- **DIRECTIVE**: Lay out every line of the records below as a Markdown table with two columns, Row and Line. Number each nonblank line in order, put its text beside the number, and skip blank lines.

- **DATASET ROWS**:
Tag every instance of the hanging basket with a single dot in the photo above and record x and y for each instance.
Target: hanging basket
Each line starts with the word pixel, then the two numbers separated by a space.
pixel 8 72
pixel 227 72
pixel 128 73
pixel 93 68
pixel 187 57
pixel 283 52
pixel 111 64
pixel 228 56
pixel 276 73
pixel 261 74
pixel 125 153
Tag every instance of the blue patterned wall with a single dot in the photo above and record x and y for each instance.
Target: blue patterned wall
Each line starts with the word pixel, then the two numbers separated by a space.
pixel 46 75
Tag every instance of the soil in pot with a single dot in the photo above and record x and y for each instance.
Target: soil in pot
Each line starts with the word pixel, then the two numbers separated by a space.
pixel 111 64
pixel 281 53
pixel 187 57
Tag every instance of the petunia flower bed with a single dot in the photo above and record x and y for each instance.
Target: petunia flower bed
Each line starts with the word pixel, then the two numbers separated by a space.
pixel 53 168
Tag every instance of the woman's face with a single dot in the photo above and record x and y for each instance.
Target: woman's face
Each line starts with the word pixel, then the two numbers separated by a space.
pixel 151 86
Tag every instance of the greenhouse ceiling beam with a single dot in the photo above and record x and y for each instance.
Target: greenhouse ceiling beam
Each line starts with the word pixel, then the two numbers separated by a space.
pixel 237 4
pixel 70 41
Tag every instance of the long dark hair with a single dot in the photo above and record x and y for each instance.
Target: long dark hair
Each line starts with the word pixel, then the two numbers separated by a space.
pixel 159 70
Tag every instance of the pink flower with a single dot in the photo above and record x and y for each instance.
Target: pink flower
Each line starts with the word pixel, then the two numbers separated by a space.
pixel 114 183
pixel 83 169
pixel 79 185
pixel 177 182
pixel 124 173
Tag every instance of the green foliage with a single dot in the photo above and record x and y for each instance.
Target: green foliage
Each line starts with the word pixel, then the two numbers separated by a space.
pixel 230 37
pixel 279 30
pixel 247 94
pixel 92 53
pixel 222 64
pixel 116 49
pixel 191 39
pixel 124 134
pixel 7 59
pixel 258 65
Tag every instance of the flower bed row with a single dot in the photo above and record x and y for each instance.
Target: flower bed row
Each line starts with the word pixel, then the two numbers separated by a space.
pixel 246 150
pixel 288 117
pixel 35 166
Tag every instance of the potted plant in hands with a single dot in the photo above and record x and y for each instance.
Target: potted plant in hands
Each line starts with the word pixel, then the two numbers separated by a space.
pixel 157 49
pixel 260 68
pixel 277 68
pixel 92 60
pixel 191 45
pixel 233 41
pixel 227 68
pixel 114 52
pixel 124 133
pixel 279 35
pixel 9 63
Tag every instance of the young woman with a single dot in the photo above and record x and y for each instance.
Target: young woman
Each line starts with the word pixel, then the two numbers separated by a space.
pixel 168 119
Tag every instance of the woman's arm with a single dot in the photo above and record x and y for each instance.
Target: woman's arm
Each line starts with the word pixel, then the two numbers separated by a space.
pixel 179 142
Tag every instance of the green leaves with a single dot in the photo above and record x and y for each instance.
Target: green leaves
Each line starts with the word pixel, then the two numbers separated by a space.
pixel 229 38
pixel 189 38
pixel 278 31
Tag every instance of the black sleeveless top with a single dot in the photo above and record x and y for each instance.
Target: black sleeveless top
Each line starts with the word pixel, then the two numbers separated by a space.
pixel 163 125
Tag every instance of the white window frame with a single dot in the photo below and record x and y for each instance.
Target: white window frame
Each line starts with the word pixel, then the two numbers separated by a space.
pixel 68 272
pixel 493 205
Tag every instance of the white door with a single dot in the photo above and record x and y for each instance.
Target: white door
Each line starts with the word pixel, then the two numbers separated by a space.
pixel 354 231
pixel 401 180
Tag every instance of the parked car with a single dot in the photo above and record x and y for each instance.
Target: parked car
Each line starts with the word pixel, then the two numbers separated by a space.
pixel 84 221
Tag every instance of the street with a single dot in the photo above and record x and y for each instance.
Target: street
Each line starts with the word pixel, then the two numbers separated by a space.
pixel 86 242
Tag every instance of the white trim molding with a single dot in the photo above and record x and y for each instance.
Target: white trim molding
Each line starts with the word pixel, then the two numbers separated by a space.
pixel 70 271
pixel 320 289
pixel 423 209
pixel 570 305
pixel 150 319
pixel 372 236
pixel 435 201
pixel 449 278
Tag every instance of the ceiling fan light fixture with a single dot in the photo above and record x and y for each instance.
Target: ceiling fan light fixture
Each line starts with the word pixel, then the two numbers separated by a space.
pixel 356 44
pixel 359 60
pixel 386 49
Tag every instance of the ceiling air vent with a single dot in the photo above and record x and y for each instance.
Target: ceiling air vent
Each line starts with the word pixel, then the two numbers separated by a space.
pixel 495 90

- **COMPLETE OUTPUT**:
| Row | Line |
|---|---|
| 1 | Tag every instance of the hanging basket with a single dot in the photo above and record x and y for each instance. |
| 2 | Target: hanging basket |
| 3 | Each line starts with the word pixel, then the two numbers separated by a space. |
| 4 | pixel 8 72 |
| 5 | pixel 227 72 |
| 6 | pixel 128 73 |
| 7 | pixel 93 68 |
| 8 | pixel 187 57 |
| 9 | pixel 283 52 |
| 10 | pixel 111 64 |
| 11 | pixel 228 56 |
| 12 | pixel 276 73 |
| 13 | pixel 261 74 |
| 14 | pixel 125 153 |
| 15 | Tag every instance of the blue patterned wall with a single dot in the photo above and record x and y for each instance. |
| 16 | Target: blue patterned wall |
| 17 | Each line starts with the word pixel, then the two numbers separated by a space. |
| 18 | pixel 46 75 |
| 19 | Tag every instance of the soil in pot with a single dot in the photo above and record x and y for each instance. |
| 20 | Target: soil in pot |
| 21 | Each line starts with the word pixel, then the two numbers separated by a space. |
| 22 | pixel 111 64 |
| 23 | pixel 281 53 |
| 24 | pixel 187 57 |
| 25 | Tag every instance of the petunia flower bed with a single dot in the photo above and record x and y for each instance. |
| 26 | Target: petunia flower bed |
| 27 | Each line starts with the word pixel, then the two numbers separated by a space. |
| 28 | pixel 53 168 |
| 29 | Tag every instance of the woman's face with a single dot in the photo above and record x and y for each instance. |
| 30 | Target: woman's face |
| 31 | Each line starts with the word pixel, then the two numbers separated by a space. |
| 32 | pixel 151 86 |
| 33 | Tag every instance of the greenhouse ceiling beam with a single dot in the photo above and record x and y for each instance. |
| 34 | Target: greenhouse ceiling beam |
| 35 | Each line starts with the word pixel, then the two numbers separated by a space. |
| 36 | pixel 237 4 |
| 37 | pixel 70 41 |
| 38 | Tag every instance of the long dark hair with a single dot in the photo above and record x and y for each instance. |
| 39 | Target: long dark hair |
| 40 | Each line starts with the word pixel, then the two numbers separated by a space. |
| 41 | pixel 159 70 |
| 42 | Tag every instance of the pink flower with a single dot in the photo above and record x and y for each instance. |
| 43 | Target: pink flower |
| 44 | Each line starts with the word pixel, then the two numbers separated by a space. |
| 45 | pixel 114 183 |
| 46 | pixel 83 169 |
| 47 | pixel 79 185 |
| 48 | pixel 177 182 |
| 49 | pixel 124 173 |
| 50 | Tag every instance of the green foliage with a single dot in the photo above and record x and y for each instance. |
| 51 | Target: green foliage |
| 52 | Each line starts with the word pixel, then the two numbers separated by a space. |
| 53 | pixel 230 37 |
| 54 | pixel 279 30 |
| 55 | pixel 247 94 |
| 56 | pixel 92 53 |
| 57 | pixel 222 64 |
| 58 | pixel 116 49 |
| 59 | pixel 191 39 |
| 60 | pixel 124 134 |
| 61 | pixel 7 59 |
| 62 | pixel 258 65 |
| 63 | Tag every instance of the flower bed row with a single dot in the photo above and record x and y for each instance. |
| 64 | Target: flower bed row |
| 65 | Each line starts with the word pixel, then the two numbers separated by a space. |
| 66 | pixel 246 150 |
| 67 | pixel 288 117 |
| 68 | pixel 35 166 |
| 69 | Tag every instance of the potted plant in hands with a single dot in the photo above and record x and y for each instance. |
| 70 | Target: potted plant in hands |
| 71 | Each line starts with the word pixel, then the two numbers separated by a space. |
| 72 | pixel 157 49 |
| 73 | pixel 260 68 |
| 74 | pixel 277 68 |
| 75 | pixel 92 60 |
| 76 | pixel 191 45 |
| 77 | pixel 233 41 |
| 78 | pixel 227 68 |
| 79 | pixel 114 52 |
| 80 | pixel 124 133 |
| 81 | pixel 279 35 |
| 82 | pixel 9 63 |
| 83 | Tag every instance of the young woman with a single dot in the photo above and record x and y for each instance. |
| 84 | Target: young woman |
| 85 | Each line starts with the word pixel, then the two numbers separated by a space. |
| 86 | pixel 168 119 |
| 87 | Tag every instance of the woman's arm with a single dot in the photo above and record x and y for each instance. |
| 88 | Target: woman's arm |
| 89 | Each line starts with the word pixel, then the two numbers separated by a space. |
| 90 | pixel 179 142 |
| 91 | Tag every instance of the green leaves with a single dot in the photo above and record x and y for each instance. |
| 92 | Target: green leaves |
| 93 | Each line starts with the word pixel, then the two numbers separated by a space. |
| 94 | pixel 229 38 |
| 95 | pixel 189 38 |
| 96 | pixel 278 31 |
| 97 | Tag every instance of the black sleeveless top with a single dot in the photo above and record x and y for each instance. |
| 98 | Target: black sleeveless top |
| 99 | Each line starts with the word pixel, then the two numbers separated by a space. |
| 100 | pixel 163 125 |
| 101 | Tag every instance of the white window frame with a single dot in the photo below and record x and y for each instance. |
| 102 | Target: white window frame |
| 103 | Each line starts with the word pixel, then the two numbers separated by a space. |
| 104 | pixel 68 272 |
| 105 | pixel 493 205 |
| 106 | Tag every instance of the white door with a single dot in the photo above and record x and y for each instance. |
| 107 | Target: white door |
| 108 | Each line starts with the word pixel, then the two numbers separated by a space. |
| 109 | pixel 354 231 |
| 110 | pixel 401 180 |
| 111 | Tag every instance of the parked car with a single dot in the photo above and record x and y for each instance. |
| 112 | Target: parked car |
| 113 | Each line starts with the word pixel, then the two numbers separated by a space. |
| 114 | pixel 84 221 |
| 115 | Tag every instance of the street with a single dot in the photo above and record x and y for each instance. |
| 116 | Target: street |
| 117 | Each line starts with the word pixel, then the two numbers separated by a space. |
| 118 | pixel 86 242 |
| 119 | Tag every instance of the white trim molding with a single dot in the photo above and record x and y for each instance. |
| 120 | Target: white trim molding |
| 121 | Each line starts with the word pixel, then the two numbers separated by a space. |
| 122 | pixel 70 271 |
| 123 | pixel 320 289 |
| 124 | pixel 423 209 |
| 125 | pixel 570 305 |
| 126 | pixel 150 319 |
| 127 | pixel 372 236 |
| 128 | pixel 435 201 |
| 129 | pixel 449 278 |
| 130 | Tag every instance of the ceiling fan light fixture with a single dot in the photo above and record x and y for each instance. |
| 131 | Target: ceiling fan light fixture |
| 132 | Each line starts with the word pixel, then the two numbers separated by a space. |
| 133 | pixel 356 44 |
| 134 | pixel 359 60 |
| 135 | pixel 386 49 |
| 136 | Tag every instance of the ceiling air vent with a single dot in the photo above and record x and y for each instance. |
| 137 | Target: ceiling air vent |
| 138 | Each line starts with the word pixel, then the two numbers separated by a space. |
| 139 | pixel 495 90 |